Short problem A: List every line in the rows that contains the string "form".

Selected excerpt:
_ _ _ _ _

# 2021 clipping



## Marsha Cassada (Apr 5, 2021)

I decided to clip Dapper Dan today. I washed him first, using my nice water heater unit. It was like clipping a buffalo; the hair came off in thick mats. We both had to take a few breaks during the session.
It was very noticeable this year: one of my favorite things about bays is the black points on their legs. Well, Dapper Dan no longer has black legs. They are all gray. His head is quite gray , but I hadn't thought about his legs getting so gray. 
Being gray is not slowing him down any, though. He is 25 this year.

Looking forward to seeing/hearing 2021 clipping news.


----------



## Willow Flats (Apr 6, 2021)

Awww. He looks great Marsha! You have taken such great care of him. He is such a great horse.
I had that really bad flare up with my back and couldn't do anything with my horses for a week but finally feeling better so hoping to start clipping mine here shortly.


----------



## Marsha Cassada (Apr 6, 2021)

Willow Flats said:


> Awww. He looks great Marsha! You have taken such great care of him. He is such a great horse.
> I had that really bad flare up with my back and couldn't do anything with my horses for a week but finally feeling better so hoping to start clipping mine here shortly.


I was worn out from bathing and clipping. Midnight must wait for another day. Worked at the polls all day today so will need another day to recover from that! And the wind!!! It's been a constant for several days. No driving until that settles down.


----------



## Willow Flats (Apr 6, 2021)

I hear you on the wind! I have decided that 15 mile an hour winds are my limit, because that usually includes gusts up to 20. Anything over that forget it for me.


----------



## Marsha Cassada (Apr 12, 2021)

It's dropping into the 40's. Clipped Dapper Dan last week with a #10. He has shelter, but I'm wondering if I should blanket him. That's always a spring question.


----------



## mrichmond (Apr 12, 2021)

_ _ _ _ _

Data excerpts:
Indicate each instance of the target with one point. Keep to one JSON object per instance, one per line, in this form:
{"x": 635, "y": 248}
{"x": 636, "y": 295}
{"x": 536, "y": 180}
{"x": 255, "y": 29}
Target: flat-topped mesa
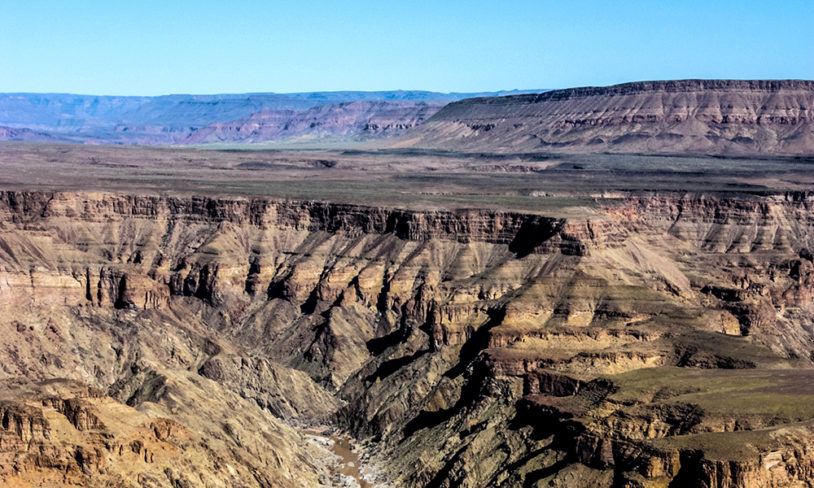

_ _ _ _ _

Short problem B: Name each distinct username that appears in a post header in the horse-clipping thread above.

Task output A:
Indicate each instance of the target with one point. Keep to one JSON object per instance, one per line, in this form:

Task output B:
Marsha Cassada
Willow Flats
mrichmond